▶ **Exercise**: Copy out the listing below in full, swapping each occurrence of "Remember to include" for "Be sure to include" and leaving every other character as it is.

[Bounding box annotation listing]

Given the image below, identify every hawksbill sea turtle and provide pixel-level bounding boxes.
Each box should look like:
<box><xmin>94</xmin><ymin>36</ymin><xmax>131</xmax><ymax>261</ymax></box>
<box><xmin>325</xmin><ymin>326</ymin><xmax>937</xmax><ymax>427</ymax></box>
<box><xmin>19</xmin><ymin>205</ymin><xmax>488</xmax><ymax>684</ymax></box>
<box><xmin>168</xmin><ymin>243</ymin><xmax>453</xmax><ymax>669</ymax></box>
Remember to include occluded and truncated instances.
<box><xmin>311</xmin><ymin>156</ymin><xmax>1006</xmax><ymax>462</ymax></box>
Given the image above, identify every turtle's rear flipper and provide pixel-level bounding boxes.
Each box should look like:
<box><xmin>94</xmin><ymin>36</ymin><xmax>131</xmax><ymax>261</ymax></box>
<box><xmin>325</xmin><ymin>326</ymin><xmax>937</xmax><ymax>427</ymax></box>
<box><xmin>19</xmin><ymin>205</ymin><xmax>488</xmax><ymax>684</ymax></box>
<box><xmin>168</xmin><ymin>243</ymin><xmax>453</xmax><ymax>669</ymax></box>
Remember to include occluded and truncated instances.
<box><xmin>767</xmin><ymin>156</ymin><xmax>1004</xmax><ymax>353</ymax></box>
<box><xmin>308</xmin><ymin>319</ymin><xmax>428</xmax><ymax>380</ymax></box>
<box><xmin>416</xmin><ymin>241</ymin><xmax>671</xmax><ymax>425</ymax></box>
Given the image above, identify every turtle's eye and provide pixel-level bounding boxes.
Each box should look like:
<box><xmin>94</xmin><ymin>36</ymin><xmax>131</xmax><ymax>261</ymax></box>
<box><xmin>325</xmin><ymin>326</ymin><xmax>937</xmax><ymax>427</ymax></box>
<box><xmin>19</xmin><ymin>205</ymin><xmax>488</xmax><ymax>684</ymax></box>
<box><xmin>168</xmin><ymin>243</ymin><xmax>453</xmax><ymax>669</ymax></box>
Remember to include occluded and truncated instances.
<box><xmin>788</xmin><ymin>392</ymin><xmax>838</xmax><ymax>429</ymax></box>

▶ **Task solution**:
Given the image below, identify every hawksbill sea turtle and provide pixel-level bounding boxes.
Each box should look like:
<box><xmin>94</xmin><ymin>36</ymin><xmax>131</xmax><ymax>261</ymax></box>
<box><xmin>325</xmin><ymin>326</ymin><xmax>937</xmax><ymax>427</ymax></box>
<box><xmin>19</xmin><ymin>205</ymin><xmax>488</xmax><ymax>684</ymax></box>
<box><xmin>168</xmin><ymin>243</ymin><xmax>453</xmax><ymax>669</ymax></box>
Be sure to include occluded and truncated instances.
<box><xmin>311</xmin><ymin>156</ymin><xmax>1006</xmax><ymax>462</ymax></box>
Given the image above, identify every turtle's rear flipper and provide pixel-level bounding boxes.
Each box should look like:
<box><xmin>94</xmin><ymin>36</ymin><xmax>131</xmax><ymax>261</ymax></box>
<box><xmin>325</xmin><ymin>326</ymin><xmax>937</xmax><ymax>427</ymax></box>
<box><xmin>19</xmin><ymin>205</ymin><xmax>488</xmax><ymax>684</ymax></box>
<box><xmin>168</xmin><ymin>243</ymin><xmax>453</xmax><ymax>669</ymax></box>
Be sure to include occluded and truncated instances.
<box><xmin>767</xmin><ymin>156</ymin><xmax>1004</xmax><ymax>353</ymax></box>
<box><xmin>308</xmin><ymin>319</ymin><xmax>428</xmax><ymax>380</ymax></box>
<box><xmin>416</xmin><ymin>241</ymin><xmax>671</xmax><ymax>425</ymax></box>
Given the image above, identify every turtle's eye and provide pixel-level bounding boxes.
Each box should look like:
<box><xmin>94</xmin><ymin>36</ymin><xmax>131</xmax><ymax>261</ymax></box>
<box><xmin>325</xmin><ymin>326</ymin><xmax>937</xmax><ymax>427</ymax></box>
<box><xmin>19</xmin><ymin>205</ymin><xmax>488</xmax><ymax>684</ymax></box>
<box><xmin>168</xmin><ymin>243</ymin><xmax>453</xmax><ymax>669</ymax></box>
Be sure to include occluded and truncated instances.
<box><xmin>788</xmin><ymin>392</ymin><xmax>838</xmax><ymax>429</ymax></box>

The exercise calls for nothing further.